Set problem —
Each entry should be quoted word for word, including every mark of punctuation.

Data shown —
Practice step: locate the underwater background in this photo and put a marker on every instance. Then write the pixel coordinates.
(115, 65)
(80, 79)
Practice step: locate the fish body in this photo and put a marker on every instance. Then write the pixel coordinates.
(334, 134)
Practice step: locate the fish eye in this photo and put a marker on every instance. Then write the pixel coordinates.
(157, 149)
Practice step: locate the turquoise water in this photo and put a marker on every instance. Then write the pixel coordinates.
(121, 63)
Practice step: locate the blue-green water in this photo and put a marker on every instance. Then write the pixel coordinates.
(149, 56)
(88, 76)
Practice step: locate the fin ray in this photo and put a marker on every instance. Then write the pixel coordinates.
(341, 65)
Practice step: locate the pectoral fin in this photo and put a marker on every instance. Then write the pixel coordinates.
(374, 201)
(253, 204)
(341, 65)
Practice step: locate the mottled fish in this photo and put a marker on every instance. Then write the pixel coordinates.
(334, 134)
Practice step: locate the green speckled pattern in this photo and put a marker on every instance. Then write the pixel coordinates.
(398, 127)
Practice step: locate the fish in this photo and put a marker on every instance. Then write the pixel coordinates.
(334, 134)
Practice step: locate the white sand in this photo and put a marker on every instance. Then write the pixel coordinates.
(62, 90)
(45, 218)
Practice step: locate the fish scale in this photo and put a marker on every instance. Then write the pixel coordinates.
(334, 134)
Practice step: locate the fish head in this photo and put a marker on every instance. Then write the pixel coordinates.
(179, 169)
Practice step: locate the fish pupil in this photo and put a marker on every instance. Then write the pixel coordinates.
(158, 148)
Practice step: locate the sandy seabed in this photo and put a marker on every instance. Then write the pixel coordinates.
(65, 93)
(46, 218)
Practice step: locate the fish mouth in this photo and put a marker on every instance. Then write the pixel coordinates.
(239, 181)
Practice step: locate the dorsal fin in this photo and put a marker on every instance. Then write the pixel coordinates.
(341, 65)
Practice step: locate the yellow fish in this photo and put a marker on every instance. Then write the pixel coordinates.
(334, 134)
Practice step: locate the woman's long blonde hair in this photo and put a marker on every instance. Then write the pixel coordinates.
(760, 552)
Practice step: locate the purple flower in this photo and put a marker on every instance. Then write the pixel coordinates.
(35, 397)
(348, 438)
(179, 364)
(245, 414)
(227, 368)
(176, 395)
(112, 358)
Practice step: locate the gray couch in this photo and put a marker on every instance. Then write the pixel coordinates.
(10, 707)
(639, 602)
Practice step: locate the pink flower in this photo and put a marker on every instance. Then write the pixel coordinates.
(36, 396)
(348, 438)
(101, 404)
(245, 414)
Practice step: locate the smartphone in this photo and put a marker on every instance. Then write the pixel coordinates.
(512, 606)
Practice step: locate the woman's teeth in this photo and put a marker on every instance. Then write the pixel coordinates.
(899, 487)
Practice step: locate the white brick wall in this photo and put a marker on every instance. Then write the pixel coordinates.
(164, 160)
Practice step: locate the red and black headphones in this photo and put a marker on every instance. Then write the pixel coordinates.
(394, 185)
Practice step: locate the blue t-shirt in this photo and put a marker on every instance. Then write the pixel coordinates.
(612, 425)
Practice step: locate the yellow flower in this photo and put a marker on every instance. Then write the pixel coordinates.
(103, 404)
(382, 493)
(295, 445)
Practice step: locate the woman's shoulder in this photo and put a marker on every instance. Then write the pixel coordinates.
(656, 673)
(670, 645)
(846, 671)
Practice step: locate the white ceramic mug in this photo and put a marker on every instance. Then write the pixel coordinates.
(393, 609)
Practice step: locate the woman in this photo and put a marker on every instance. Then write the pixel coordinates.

Solution to the exercise —
Practice step: locate the underwater background in this photo and put a marker on every instance. Then write the pixel coordinates.
(115, 65)
(80, 79)
Practice step: locate the fish body in this photo and put a marker on every instance. Then write the pixel coordinates.
(334, 134)
Practice step: locate the fish eye in this photo and put a marker on every instance. Then write the pixel coordinates.
(157, 149)
Practice step: locate the turquoise water in this photo and put a marker on every instance. Then write the pixel coordinates.
(121, 63)
Practice step: locate the blue-green water in this photo and put a marker on every instance. Then write the pixel coordinates.
(149, 56)
(88, 76)
Practice step: locate the fin ray in this photo and put a marker on every instance. Then write the pixel coordinates.
(341, 65)
Practice step: locate the pectoral fin in this photo and put a marker on every instance. Then write the pixel coordinates.
(374, 201)
(253, 204)
(341, 65)
Practice step: locate the mottled fish in this photo and put a marker on every instance. Then write the pixel coordinates.
(334, 134)
Practice step: locate the green speckled pattern in this photo and put a marker on every instance. Then write the pixel coordinates.
(398, 127)
Practice step: locate the fish in this photo and put a marker on every instance. Then write the pixel coordinates.
(334, 134)
Practice step: locate the white sand in this photo and put a marker on every instance. Then write the pixel coordinates.
(62, 90)
(45, 218)
Practice step: locate the fish scale in this photo and put a marker on every instance. Then write the pixel coordinates.
(334, 134)
Practice step: locate the fish head in this photo and put a marker on every instance. Then write the pixel coordinates.
(179, 169)
Practice step: locate the fish pupil in this photo and put a marker on every instance. Then write the pixel coordinates.
(158, 148)
Practice step: locate the sandy seabed in this photo and put a marker on every instance. Then write the pixel coordinates.
(65, 93)
(46, 218)
Practice step: locate the fish mouth in this photo and put a marker on every instance. Then write the pixel coordinates.
(239, 181)
Practice step: locate the dorsal fin in this photo and put a marker on every instance. Then write the pixel coordinates.
(341, 65)
Practice step: locate the yellow fish in this photo and put a marker on every instance. Then write the pixel coordinates.
(334, 134)
Practice step: locate the woman's long blonde hair in this photo and put a marker on every instance. Then write the pixel coordinates.
(760, 552)
Practice step: locate the purple flower in this photo and put a marker on every instance. Then write the pixel coordinates.
(35, 397)
(348, 438)
(179, 364)
(245, 414)
(227, 368)
(176, 395)
(112, 358)
Practice step: locate the gray couch in this photo and put a marker on every instance. Then write the pixel coordinates.
(10, 707)
(639, 602)
Practice step: locate the pink flower in this photo and put a marker on every instance. Then write the pixel coordinates.
(36, 396)
(348, 438)
(101, 404)
(245, 414)
Practice step: locate the smartphone in this photo and put a marker on every instance. Then write the pixel coordinates.
(512, 606)
Practice step: locate the woman's teeth in this photo and put a marker on every instance. Then write the pixel coordinates.
(899, 487)
Practice step: locate the white brick wall in this photo and put a marker on every instance. Then write the pixel coordinates.
(164, 160)
Practice step: locate the red and black headphones in this photo and put a marker on every instance. Then write the pixel coordinates.
(394, 185)
Practice step: locate the blue t-shirt in this photo and put a marker on every instance. Then write the pixel coordinates.
(612, 425)
Practice step: locate the yellow flower in this photo and put a marker on every instance. Then write the pixel coordinates.
(103, 404)
(382, 493)
(295, 445)
Practice step: locate the woman's shoulder in this photo and put a marker on every instance. Then write the pixel coordinates.
(656, 673)
(670, 645)
(846, 671)
Practice step: locate the white ceramic mug in this photo and put a marker on every instance. Then write the pixel coordinates.
(393, 609)
Practice step: locate the woman in this photo and put a marker on every instance. Then write the pixel coordinates.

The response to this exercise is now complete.